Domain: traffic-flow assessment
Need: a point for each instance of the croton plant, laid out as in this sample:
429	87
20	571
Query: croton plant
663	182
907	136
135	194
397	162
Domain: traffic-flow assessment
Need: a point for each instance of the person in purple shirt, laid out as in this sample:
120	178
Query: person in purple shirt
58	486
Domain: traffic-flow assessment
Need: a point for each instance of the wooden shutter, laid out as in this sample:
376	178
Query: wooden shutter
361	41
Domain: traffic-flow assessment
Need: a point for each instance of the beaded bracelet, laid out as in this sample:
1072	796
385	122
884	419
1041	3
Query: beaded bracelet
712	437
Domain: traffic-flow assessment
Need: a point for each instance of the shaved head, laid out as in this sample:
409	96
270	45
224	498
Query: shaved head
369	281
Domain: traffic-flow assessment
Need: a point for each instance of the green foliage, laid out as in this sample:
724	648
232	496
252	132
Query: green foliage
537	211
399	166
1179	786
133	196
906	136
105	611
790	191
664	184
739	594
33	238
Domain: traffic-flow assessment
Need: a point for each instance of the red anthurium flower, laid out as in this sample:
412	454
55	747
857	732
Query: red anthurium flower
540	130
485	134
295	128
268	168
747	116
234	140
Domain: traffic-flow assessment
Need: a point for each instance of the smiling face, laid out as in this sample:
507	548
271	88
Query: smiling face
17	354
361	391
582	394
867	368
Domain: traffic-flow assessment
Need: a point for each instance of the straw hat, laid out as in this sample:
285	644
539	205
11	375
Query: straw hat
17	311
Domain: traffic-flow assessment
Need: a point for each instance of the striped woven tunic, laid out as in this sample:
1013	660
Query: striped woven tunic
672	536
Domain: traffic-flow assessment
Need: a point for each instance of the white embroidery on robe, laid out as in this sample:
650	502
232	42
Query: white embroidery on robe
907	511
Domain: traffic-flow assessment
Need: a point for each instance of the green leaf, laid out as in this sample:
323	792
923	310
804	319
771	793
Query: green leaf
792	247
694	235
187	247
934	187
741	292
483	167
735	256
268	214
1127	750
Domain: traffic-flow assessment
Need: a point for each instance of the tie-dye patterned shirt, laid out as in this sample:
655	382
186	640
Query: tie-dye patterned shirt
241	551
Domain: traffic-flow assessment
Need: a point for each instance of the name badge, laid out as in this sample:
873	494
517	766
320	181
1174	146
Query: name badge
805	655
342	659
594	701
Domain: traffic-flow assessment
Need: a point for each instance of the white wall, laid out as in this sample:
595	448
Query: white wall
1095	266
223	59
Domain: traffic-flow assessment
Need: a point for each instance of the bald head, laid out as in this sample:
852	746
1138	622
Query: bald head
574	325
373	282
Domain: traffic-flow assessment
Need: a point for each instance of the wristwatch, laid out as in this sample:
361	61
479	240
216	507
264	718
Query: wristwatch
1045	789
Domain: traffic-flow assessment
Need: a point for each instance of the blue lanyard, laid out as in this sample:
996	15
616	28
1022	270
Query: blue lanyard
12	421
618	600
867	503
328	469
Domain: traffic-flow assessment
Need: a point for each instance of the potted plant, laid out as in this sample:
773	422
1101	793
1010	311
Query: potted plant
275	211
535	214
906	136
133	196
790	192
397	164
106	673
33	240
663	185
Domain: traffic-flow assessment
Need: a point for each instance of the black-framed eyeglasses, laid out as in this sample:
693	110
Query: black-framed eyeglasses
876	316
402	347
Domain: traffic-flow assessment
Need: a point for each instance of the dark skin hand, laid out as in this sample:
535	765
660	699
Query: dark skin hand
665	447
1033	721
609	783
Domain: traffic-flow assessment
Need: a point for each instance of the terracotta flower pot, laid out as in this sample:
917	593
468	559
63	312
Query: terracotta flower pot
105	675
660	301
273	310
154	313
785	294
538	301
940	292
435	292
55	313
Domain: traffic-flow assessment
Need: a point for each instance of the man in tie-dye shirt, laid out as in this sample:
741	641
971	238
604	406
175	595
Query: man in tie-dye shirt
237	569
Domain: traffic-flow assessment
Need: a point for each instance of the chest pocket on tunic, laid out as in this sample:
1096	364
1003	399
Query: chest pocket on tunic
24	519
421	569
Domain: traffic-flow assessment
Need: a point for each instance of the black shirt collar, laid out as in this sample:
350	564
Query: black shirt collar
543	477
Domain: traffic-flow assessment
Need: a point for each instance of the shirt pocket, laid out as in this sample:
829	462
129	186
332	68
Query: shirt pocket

════════════════════

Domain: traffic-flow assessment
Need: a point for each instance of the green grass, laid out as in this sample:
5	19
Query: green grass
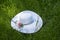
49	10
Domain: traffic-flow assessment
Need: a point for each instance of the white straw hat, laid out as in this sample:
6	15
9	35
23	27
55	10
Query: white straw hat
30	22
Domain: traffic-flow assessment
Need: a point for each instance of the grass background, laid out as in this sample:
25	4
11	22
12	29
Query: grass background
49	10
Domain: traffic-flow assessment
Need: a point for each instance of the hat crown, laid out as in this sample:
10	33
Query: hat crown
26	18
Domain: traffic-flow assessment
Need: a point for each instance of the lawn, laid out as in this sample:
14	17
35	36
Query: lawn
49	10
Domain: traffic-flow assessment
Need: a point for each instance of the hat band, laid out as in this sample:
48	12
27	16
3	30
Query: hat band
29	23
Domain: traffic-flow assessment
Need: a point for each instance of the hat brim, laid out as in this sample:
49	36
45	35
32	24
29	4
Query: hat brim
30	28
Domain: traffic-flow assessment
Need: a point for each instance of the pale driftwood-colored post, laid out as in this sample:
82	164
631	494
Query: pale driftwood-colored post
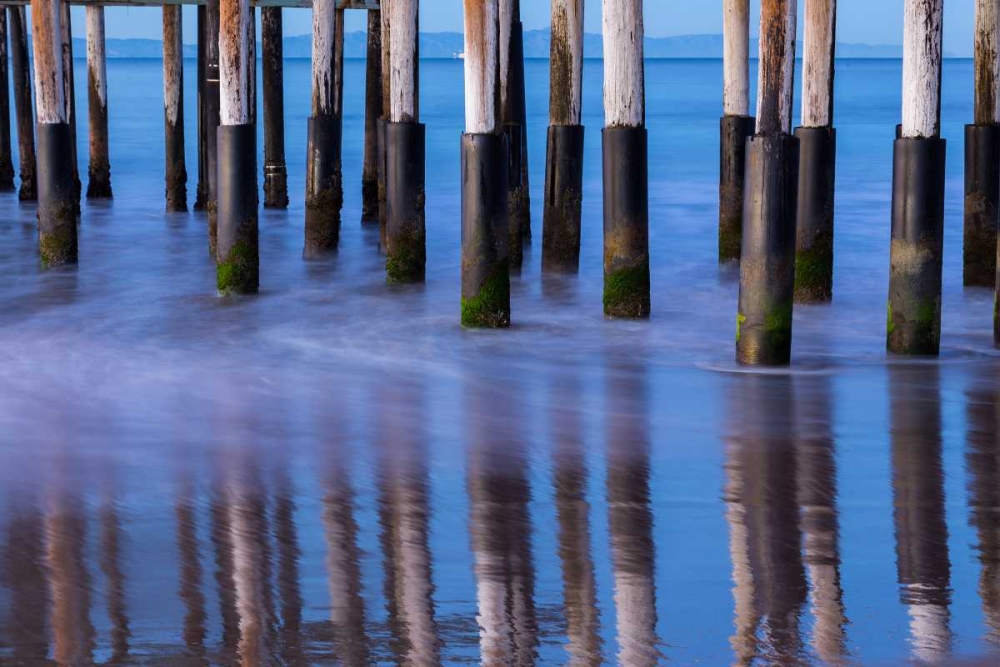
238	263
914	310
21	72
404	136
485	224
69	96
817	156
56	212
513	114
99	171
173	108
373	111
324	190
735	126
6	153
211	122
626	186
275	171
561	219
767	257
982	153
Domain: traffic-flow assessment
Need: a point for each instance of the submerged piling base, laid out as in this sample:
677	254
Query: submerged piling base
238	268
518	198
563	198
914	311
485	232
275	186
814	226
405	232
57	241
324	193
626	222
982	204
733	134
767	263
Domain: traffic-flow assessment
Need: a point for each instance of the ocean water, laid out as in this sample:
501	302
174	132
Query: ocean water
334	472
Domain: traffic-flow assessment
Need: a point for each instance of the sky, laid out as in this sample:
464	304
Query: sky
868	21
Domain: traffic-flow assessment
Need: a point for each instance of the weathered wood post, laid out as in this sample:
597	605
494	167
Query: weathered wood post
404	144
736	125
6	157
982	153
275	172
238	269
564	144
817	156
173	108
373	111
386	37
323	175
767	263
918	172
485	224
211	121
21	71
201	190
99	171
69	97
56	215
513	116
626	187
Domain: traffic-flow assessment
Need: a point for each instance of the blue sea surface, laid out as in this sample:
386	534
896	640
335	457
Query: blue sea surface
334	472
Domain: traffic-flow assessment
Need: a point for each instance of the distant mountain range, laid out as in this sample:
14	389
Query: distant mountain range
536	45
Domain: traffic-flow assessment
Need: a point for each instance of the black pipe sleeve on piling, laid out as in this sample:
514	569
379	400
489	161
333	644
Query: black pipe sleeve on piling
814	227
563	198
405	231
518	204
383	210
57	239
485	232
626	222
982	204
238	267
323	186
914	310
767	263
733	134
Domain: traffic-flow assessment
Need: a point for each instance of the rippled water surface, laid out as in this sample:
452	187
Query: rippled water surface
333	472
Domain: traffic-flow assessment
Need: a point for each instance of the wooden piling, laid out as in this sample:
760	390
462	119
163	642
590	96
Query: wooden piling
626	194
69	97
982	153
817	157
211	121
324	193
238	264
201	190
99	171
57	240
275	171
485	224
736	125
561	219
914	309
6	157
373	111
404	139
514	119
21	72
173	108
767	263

════════════════════

▶ 待解问题: 在上述数据中查找含有字符串“crown”的每一行，并将这些行逐一完整抄录。

▶ 答复:
Need: a point for each instance of the hat crown, laid out as in this sample:
Query: hat crown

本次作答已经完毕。